EXERCISE DETAILS:
Output all of the data verbatim.

SUPPLIED MATERIAL:
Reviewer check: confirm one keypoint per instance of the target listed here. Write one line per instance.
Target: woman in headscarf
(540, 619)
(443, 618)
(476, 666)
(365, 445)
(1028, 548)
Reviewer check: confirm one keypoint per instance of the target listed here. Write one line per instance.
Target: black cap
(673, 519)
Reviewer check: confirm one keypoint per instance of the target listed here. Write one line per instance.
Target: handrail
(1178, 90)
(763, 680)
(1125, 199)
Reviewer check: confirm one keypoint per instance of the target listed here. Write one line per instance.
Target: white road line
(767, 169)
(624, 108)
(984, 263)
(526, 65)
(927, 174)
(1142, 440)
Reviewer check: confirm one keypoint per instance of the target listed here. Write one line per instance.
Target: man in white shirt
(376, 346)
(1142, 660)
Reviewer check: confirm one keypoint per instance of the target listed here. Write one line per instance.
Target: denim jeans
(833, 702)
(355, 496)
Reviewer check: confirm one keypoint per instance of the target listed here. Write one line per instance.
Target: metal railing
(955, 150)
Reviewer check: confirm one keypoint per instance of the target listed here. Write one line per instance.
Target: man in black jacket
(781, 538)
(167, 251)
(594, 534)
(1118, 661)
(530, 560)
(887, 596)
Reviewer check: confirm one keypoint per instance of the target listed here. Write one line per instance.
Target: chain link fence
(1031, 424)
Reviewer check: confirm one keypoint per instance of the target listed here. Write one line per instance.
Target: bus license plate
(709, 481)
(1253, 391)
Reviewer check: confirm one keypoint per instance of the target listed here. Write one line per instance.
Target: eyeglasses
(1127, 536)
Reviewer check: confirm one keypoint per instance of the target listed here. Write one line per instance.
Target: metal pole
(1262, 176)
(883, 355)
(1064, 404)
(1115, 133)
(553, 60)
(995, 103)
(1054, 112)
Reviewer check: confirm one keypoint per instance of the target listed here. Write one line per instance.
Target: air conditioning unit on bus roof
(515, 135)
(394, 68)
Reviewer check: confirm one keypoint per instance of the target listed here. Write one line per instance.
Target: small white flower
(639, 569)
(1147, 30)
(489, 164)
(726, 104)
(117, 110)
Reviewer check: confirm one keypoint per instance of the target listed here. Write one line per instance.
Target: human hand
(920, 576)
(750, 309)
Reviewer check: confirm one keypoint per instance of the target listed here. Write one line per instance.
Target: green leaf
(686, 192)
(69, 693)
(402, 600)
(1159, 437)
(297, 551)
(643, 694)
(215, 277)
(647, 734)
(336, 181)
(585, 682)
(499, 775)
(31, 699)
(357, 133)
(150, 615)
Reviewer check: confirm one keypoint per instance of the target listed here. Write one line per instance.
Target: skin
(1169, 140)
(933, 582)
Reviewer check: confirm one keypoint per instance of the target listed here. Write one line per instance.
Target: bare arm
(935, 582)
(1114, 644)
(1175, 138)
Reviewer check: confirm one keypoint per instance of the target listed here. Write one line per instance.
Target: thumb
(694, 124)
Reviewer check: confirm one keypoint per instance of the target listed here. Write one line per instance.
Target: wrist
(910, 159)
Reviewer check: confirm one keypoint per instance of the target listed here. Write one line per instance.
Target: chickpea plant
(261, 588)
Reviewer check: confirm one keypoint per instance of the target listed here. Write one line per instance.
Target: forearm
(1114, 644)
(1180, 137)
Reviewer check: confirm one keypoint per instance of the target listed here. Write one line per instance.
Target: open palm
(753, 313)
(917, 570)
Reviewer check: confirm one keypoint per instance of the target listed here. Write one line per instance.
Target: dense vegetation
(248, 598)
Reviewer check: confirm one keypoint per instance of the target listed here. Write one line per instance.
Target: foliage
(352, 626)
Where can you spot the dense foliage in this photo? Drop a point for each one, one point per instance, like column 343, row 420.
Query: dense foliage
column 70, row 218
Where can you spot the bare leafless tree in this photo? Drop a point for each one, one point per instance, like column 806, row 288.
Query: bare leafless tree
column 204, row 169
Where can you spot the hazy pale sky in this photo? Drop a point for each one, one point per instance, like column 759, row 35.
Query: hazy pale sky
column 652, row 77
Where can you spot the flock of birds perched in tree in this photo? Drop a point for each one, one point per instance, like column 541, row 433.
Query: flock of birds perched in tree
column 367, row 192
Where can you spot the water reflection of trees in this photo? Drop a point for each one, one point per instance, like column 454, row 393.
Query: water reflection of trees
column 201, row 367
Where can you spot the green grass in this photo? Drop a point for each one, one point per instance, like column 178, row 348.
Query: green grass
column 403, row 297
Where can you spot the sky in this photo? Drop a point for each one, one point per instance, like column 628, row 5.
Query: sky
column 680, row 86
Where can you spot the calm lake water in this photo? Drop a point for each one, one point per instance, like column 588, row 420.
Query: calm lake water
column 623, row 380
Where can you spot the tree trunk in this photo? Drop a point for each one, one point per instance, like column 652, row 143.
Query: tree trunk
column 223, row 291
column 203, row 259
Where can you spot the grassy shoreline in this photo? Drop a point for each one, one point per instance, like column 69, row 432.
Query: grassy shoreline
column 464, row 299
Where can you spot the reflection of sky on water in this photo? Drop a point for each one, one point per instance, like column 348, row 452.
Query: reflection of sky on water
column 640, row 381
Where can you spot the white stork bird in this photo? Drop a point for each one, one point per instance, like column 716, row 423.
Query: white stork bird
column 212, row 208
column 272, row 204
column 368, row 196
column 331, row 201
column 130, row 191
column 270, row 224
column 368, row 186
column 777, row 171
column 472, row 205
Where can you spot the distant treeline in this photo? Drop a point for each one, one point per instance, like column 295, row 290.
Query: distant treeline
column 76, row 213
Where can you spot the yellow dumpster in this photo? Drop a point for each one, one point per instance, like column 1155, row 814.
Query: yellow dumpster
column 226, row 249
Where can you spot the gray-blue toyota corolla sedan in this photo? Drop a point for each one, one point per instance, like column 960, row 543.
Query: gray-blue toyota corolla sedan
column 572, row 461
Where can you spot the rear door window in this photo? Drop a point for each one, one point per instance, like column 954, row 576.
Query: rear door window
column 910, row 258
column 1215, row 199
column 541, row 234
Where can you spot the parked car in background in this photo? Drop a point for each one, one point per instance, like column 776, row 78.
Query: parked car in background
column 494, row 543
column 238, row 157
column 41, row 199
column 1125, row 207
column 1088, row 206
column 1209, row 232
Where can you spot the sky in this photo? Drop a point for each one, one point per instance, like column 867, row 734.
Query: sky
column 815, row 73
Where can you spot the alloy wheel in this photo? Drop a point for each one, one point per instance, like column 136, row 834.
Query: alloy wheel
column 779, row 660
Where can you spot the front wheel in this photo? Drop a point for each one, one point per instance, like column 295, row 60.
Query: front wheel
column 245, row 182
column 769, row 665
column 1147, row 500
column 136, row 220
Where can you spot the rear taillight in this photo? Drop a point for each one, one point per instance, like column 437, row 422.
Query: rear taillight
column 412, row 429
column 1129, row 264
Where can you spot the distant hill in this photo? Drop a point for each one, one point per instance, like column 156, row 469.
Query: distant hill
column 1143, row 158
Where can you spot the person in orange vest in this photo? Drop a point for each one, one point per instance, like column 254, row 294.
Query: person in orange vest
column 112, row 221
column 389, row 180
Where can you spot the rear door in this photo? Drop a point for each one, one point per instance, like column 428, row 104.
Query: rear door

REPLY TO THE EXERCISE:
Reviewer check: confirm one keypoint per instance of the target listed here. Write one line per instance.
Target: woman in headscarf
(540, 619)
(443, 618)
(476, 666)
(365, 445)
(1028, 548)
Reviewer check: confirm one keypoint per instance of the target listed here. Write one line per instance.
Target: black cap
(673, 519)
Reviewer check: confirm one keypoint per instance of the target listed here. Write one line per instance.
Target: handrail
(1178, 90)
(763, 680)
(1125, 199)
Reviewer check: confirm one keypoint per instance of the target listed here. Write one line per instance.
Target: white road line
(767, 169)
(624, 108)
(984, 263)
(526, 65)
(927, 174)
(1142, 440)
Reviewer check: confirm one keypoint per instance of the target listed here. Write one line per instance.
Target: man in white shirt
(376, 346)
(1142, 660)
Reviewer check: confirm one keypoint per instance of the target listed here. Write one line per instance.
Target: denim jeans
(833, 702)
(355, 496)
Reviewer check: confirm one keypoint per instance of the target listed here. Write one line per instance.
Target: metal railing
(955, 150)
Reviewer check: confirm one keypoint per instance of the target listed here. Write one line per instance.
Target: man in black jacket
(781, 538)
(167, 251)
(594, 534)
(1118, 661)
(530, 560)
(887, 596)
Reviewer check: confirm one keypoint per instance of the target listed here. Write one line per instance.
Target: chain link fence
(1031, 424)
Reviewer check: confirm one keypoint per instance of the target listed here. Write one line per instance.
Target: bus license plate
(709, 481)
(1253, 391)
Reviewer check: confirm one keypoint per instance of the target listed here. Write one line per instance.
Target: eyeglasses
(1127, 536)
Reviewer check: confirm one keypoint per instance of the target listed here. Write one line per instance.
Target: metal pole
(1262, 176)
(883, 355)
(1064, 404)
(1115, 133)
(553, 60)
(995, 103)
(1054, 112)
Reviewer check: confirm one keypoint per instance of the target listed here. Write one line per instance.
Target: air conditioning unit on bus roof
(515, 135)
(394, 68)
Reviewer check: confirm one keypoint per instance of the target listed here. Write one line per instance.
Target: small white flower
(639, 569)
(1147, 30)
(489, 164)
(726, 104)
(117, 110)
Reviewer check: confirm one keypoint per instance of the target listed here. Write one line per instance.
Target: human hand
(920, 576)
(750, 309)
Reviewer check: confirm one keypoint per instance of the target listed here. Write one line per instance.
Target: green leaf
(686, 192)
(69, 693)
(402, 600)
(1159, 437)
(297, 551)
(643, 694)
(215, 277)
(647, 734)
(336, 181)
(585, 682)
(499, 775)
(31, 699)
(357, 133)
(150, 615)
Reviewer check: confirm one keypoint per instance of the target listed here. Write one line per instance.
Target: skin
(1169, 140)
(933, 582)
Reviewer check: confirm one keypoint per instance of the target listed here. Write one line per instance.
Target: bare arm
(935, 582)
(1114, 644)
(1175, 138)
Reviewer check: confirm one keypoint per instance of the target listed here. Write one line per instance.
Target: thumb
(694, 124)
Reviewer check: confirm one keypoint per instance of the target listed here. Write one line per instance.
Target: wrist
(910, 159)
Reviewer check: confirm one keypoint per instance of the target listed here. Write one line per instance.
Target: chickpea plant
(261, 588)
Reviewer check: confirm one keypoint per instance of the target listed here. Write one line per instance.
Target: forearm
(1114, 644)
(1180, 137)
Reviewer check: confirm one keypoint per instance of the target listed here. Write one line per instance.
Target: open palm
(753, 313)
(917, 570)
Reviewer check: confirm one keypoint per instance of the target listed here. Write one line per instance.
Target: dense vegetation
(248, 598)
Reviewer check: confirm one keypoint per instance of the target listed here. Write one line per instance.
Target: foliage
(352, 626)
Where can you spot the dense foliage in this photo? Drop a point for each one, one point per instance, like column 343, row 420.
Query: dense foliage
column 70, row 218
Where can you spot the bare leafless tree in this photo? Drop a point for each one, one point per instance, like column 806, row 288.
Query: bare leafless tree
column 204, row 169
Where can you spot the hazy pale sky in this photo? Drop a point for each one, one point per instance, like column 759, row 35.
Query: hazy pale sky
column 652, row 77
Where can you spot the flock of birds perched in tree in this photo? Drop a point for each one, one point per instance, like column 541, row 433.
Query: flock of birds perched in tree
column 367, row 192
Where can you spot the water reflection of trees in this photo? Drop a point for each one, one point per instance, like column 454, row 393.
Query: water reflection of trees
column 201, row 367
Where can you spot the green grass in this photo? Drop a point for each one, one point per instance, like column 178, row 348.
Query: green grass
column 403, row 297
Where can you spot the sky in this photo? Drop a point for each one, one point per instance, like column 628, row 5.
Query: sky
column 680, row 86
Where can you spot the calm lake water in this photo? Drop a point for each one, one point per instance, like column 588, row 420.
Query: calm lake water
column 623, row 380
Where can you spot the tree trunk in this photo? Drop a point for each one, one point per instance, like column 652, row 143.
Query: tree trunk
column 223, row 291
column 203, row 259
Where can you spot the grassy shoreline in this photo? Drop a point for each one, one point per instance, like column 69, row 432.
Query: grassy shoreline
column 464, row 299
Where can you spot the reflection of sky on water in this photo? Drop a point for each one, one point per instance, like column 348, row 452.
Query: reflection of sky on water
column 640, row 381
Where can you spot the white stork bird in this photo? Drop a point for each one, one point per instance, like column 716, row 423.
Query: white stork bird
column 212, row 208
column 272, row 204
column 368, row 196
column 331, row 201
column 130, row 191
column 270, row 224
column 368, row 186
column 777, row 171
column 472, row 205
Where can you spot the distant treeline in this photo? Drop a point for each one, one point per instance, like column 295, row 290.
Query: distant treeline
column 76, row 213
Where can you spot the yellow dumpster in this photo? Drop a point for each one, one point per instance, like column 1155, row 814.
Query: yellow dumpster
column 226, row 249
Where can you spot the gray-blue toyota corolla sedan in this photo? Drop a point for each one, one point per instance, like column 960, row 543.
Query: gray-blue toyota corolla sedan
column 572, row 461
Where can you spot the rear door window in this photo? Drop a point for each one, one point per instance, like column 954, row 576.
Query: rear door window
column 910, row 258
column 1215, row 199
column 541, row 234
Where can you spot the parked car in background in this photo? Drop a point for each one, one point per instance, like column 776, row 78.
Query: parked car in background
column 494, row 543
column 238, row 157
column 41, row 199
column 1125, row 207
column 1088, row 206
column 1209, row 232
Where can you spot the sky in this photo? Drop a point for each one, one point per instance, like column 867, row 734.
Query: sky
column 815, row 73
Where can you spot the alloy wheel in this photo? Drop a point for each one, one point per instance, like column 136, row 834.
Query: alloy wheel
column 779, row 660
Where can you spot the front wheel in this photo? Drop a point for each one, one point per instance, like column 295, row 60.
Query: front wheel
column 245, row 182
column 769, row 665
column 1147, row 500
column 136, row 220
Where can you spot the rear taillight in this photo? Drop a point for each one, one point per instance, like column 437, row 422.
Query: rear taillight
column 412, row 429
column 1129, row 264
Where can you spot the distant hill in this photo? Drop a point for each one, one point per instance, like column 156, row 469.
Query: distant hill
column 1143, row 158
Where can you spot the person in orange vest in this photo? Drop a point for each one, one point per instance, like column 254, row 294.
Query: person in orange vest
column 112, row 221
column 389, row 180
Where can you spot the rear door in this photo? Drop a point for each one, one point per instance, like column 428, row 104.
Query: rear door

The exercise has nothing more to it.